[[ Supplied data open ]]

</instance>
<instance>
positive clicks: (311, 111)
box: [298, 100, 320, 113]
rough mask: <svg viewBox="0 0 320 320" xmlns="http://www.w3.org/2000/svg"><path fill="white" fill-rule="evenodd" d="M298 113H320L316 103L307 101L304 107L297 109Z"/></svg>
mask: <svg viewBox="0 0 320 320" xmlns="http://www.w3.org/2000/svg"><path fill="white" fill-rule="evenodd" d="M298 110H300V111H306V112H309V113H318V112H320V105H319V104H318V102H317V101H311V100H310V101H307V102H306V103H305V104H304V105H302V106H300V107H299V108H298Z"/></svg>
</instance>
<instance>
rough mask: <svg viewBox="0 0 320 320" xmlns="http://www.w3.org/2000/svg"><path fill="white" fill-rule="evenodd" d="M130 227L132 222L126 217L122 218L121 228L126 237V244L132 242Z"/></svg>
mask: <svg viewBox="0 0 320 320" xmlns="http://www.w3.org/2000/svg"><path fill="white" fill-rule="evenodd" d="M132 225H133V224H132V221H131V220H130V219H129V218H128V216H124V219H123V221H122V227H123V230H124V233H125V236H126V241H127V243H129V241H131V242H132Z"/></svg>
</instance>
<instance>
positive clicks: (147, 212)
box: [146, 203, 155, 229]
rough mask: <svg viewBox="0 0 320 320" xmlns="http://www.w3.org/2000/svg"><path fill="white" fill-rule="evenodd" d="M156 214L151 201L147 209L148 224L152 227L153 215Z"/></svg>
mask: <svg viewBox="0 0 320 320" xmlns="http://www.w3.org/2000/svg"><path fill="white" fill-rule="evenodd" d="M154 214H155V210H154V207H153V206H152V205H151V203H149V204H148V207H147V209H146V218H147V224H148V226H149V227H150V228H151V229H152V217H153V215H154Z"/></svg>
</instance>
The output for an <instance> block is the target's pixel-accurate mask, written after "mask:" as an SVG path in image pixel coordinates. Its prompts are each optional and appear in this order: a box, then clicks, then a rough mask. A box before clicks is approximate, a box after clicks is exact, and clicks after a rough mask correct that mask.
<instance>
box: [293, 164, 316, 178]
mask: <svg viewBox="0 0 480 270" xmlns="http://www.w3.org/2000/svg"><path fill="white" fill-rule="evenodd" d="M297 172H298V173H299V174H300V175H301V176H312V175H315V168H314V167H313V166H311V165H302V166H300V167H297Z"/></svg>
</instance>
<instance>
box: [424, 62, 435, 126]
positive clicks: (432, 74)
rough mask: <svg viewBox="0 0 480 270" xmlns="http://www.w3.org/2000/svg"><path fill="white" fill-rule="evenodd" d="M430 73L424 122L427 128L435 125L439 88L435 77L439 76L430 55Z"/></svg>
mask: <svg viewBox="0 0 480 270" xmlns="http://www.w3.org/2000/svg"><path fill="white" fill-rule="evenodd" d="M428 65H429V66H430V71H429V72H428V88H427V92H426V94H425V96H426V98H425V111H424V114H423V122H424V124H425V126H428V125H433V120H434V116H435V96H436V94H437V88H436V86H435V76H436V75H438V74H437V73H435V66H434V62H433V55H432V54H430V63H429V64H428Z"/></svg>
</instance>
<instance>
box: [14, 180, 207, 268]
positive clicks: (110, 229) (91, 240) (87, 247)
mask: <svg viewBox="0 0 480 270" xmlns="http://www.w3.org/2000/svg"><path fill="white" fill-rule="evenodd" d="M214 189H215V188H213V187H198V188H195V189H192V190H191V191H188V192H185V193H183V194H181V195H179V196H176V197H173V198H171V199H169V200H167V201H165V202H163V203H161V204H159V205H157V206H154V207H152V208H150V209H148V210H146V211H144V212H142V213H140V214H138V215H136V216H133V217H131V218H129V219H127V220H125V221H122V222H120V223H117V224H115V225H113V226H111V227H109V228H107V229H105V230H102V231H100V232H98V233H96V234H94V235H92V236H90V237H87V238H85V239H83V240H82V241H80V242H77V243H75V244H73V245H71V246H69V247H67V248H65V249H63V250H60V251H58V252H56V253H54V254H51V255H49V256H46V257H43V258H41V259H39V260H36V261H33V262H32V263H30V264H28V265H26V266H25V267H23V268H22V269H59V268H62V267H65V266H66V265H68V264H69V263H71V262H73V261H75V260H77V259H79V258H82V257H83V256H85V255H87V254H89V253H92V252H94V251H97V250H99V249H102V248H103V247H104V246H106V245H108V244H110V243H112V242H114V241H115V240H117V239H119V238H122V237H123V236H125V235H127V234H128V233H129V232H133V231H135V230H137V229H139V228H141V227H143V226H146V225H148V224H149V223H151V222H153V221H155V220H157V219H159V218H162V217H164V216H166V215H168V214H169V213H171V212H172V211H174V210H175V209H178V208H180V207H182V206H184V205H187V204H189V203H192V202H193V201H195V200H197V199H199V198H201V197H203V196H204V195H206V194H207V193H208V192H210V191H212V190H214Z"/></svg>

[[ Supplied data closed ]]

- **Work task**: Exact copies of every record are required.

- **Problem solution**:
</instance>
<instance>
positive clicks: (311, 111)
box: [298, 100, 320, 113]
rough mask: <svg viewBox="0 0 320 320" xmlns="http://www.w3.org/2000/svg"><path fill="white" fill-rule="evenodd" d="M298 113H320L316 103L307 101L304 107L297 109Z"/></svg>
mask: <svg viewBox="0 0 320 320" xmlns="http://www.w3.org/2000/svg"><path fill="white" fill-rule="evenodd" d="M298 110H300V111H306V112H309V113H318V112H320V105H319V104H318V102H317V101H311V100H310V101H307V102H306V103H305V104H304V105H302V106H300V107H299V108H298Z"/></svg>
</instance>
<instance>
rough mask: <svg viewBox="0 0 320 320" xmlns="http://www.w3.org/2000/svg"><path fill="white" fill-rule="evenodd" d="M130 227L132 222L126 217L122 218L121 228L126 237V244L132 242Z"/></svg>
mask: <svg viewBox="0 0 320 320" xmlns="http://www.w3.org/2000/svg"><path fill="white" fill-rule="evenodd" d="M132 225H133V224H132V221H131V220H130V219H129V218H128V216H124V219H123V221H122V227H123V230H124V233H125V236H126V241H127V243H129V241H131V242H132Z"/></svg>
</instance>
<instance>
positive clicks: (147, 212)
box: [146, 203, 155, 229]
rough mask: <svg viewBox="0 0 320 320" xmlns="http://www.w3.org/2000/svg"><path fill="white" fill-rule="evenodd" d="M156 214L151 201L147 209L148 224L152 227L153 215Z"/></svg>
mask: <svg viewBox="0 0 320 320" xmlns="http://www.w3.org/2000/svg"><path fill="white" fill-rule="evenodd" d="M154 214H155V210H154V207H153V206H152V205H151V203H149V204H148V207H147V209H146V218H147V224H148V226H149V227H150V228H151V229H152V217H153V215H154Z"/></svg>
</instance>
The output for an <instance> block is the target's pixel-accurate mask, written after "mask:" as an SVG path in image pixel coordinates. Its prompts are each optional and appear in this order: a box, then clicks, then a rough mask. A box before clicks is approximate, a box after clicks is exact, and clicks after a rough mask correct that mask.
<instance>
box: [293, 164, 316, 178]
mask: <svg viewBox="0 0 480 270" xmlns="http://www.w3.org/2000/svg"><path fill="white" fill-rule="evenodd" d="M297 172H298V173H299V174H300V175H301V176H312V175H315V168H314V167H313V166H311V165H302V166H300V167H297Z"/></svg>
</instance>
<instance>
box: [424, 62, 435, 126]
positive clicks: (432, 74)
rough mask: <svg viewBox="0 0 480 270" xmlns="http://www.w3.org/2000/svg"><path fill="white" fill-rule="evenodd" d="M430 73L424 122L427 128L435 125L439 88L435 77L439 76L430 55Z"/></svg>
mask: <svg viewBox="0 0 480 270" xmlns="http://www.w3.org/2000/svg"><path fill="white" fill-rule="evenodd" d="M428 65H429V66H430V71H429V72H428V88H427V92H426V94H425V96H426V98H425V111H424V114H423V122H424V124H425V126H428V125H433V120H434V116H435V96H436V94H437V88H436V86H435V76H436V75H438V74H437V73H435V66H434V62H433V55H432V54H430V63H429V64H428Z"/></svg>
</instance>
<instance>
box: [14, 180, 207, 268]
positive clicks: (110, 229) (91, 240) (87, 247)
mask: <svg viewBox="0 0 480 270" xmlns="http://www.w3.org/2000/svg"><path fill="white" fill-rule="evenodd" d="M214 189H215V188H213V187H198V188H195V189H192V190H191V191H188V192H185V193H183V194H181V195H179V196H176V197H173V198H171V199H169V200H167V201H165V202H163V203H161V204H159V205H157V206H154V207H152V208H150V209H148V210H146V211H144V212H142V213H140V214H138V215H136V216H133V217H131V218H129V219H127V220H125V221H122V222H120V223H117V224H115V225H113V226H111V227H109V228H107V229H105V230H102V231H100V232H98V233H96V234H94V235H92V236H90V237H87V238H85V239H83V240H82V241H80V242H77V243H75V244H73V245H71V246H69V247H67V248H65V249H63V250H60V251H58V252H56V253H54V254H51V255H49V256H46V257H43V258H41V259H39V260H36V261H33V262H32V263H30V264H28V265H26V266H25V267H23V268H22V269H59V268H62V267H65V266H66V265H68V264H69V263H71V262H73V261H75V260H77V259H79V258H82V257H83V256H85V255H87V254H89V253H92V252H94V251H97V250H99V249H102V248H103V247H104V246H106V245H108V244H110V243H112V242H114V241H115V240H117V239H119V238H122V237H123V236H125V235H127V234H128V233H129V232H133V231H135V230H137V229H139V228H141V227H143V226H146V225H148V224H149V223H151V222H153V221H155V220H157V219H159V218H162V217H164V216H166V215H168V214H169V213H171V212H172V211H174V210H175V209H178V208H180V207H182V206H184V205H187V204H189V203H192V202H193V201H195V200H197V199H199V198H201V197H203V196H204V195H206V194H207V193H208V192H210V191H212V190H214Z"/></svg>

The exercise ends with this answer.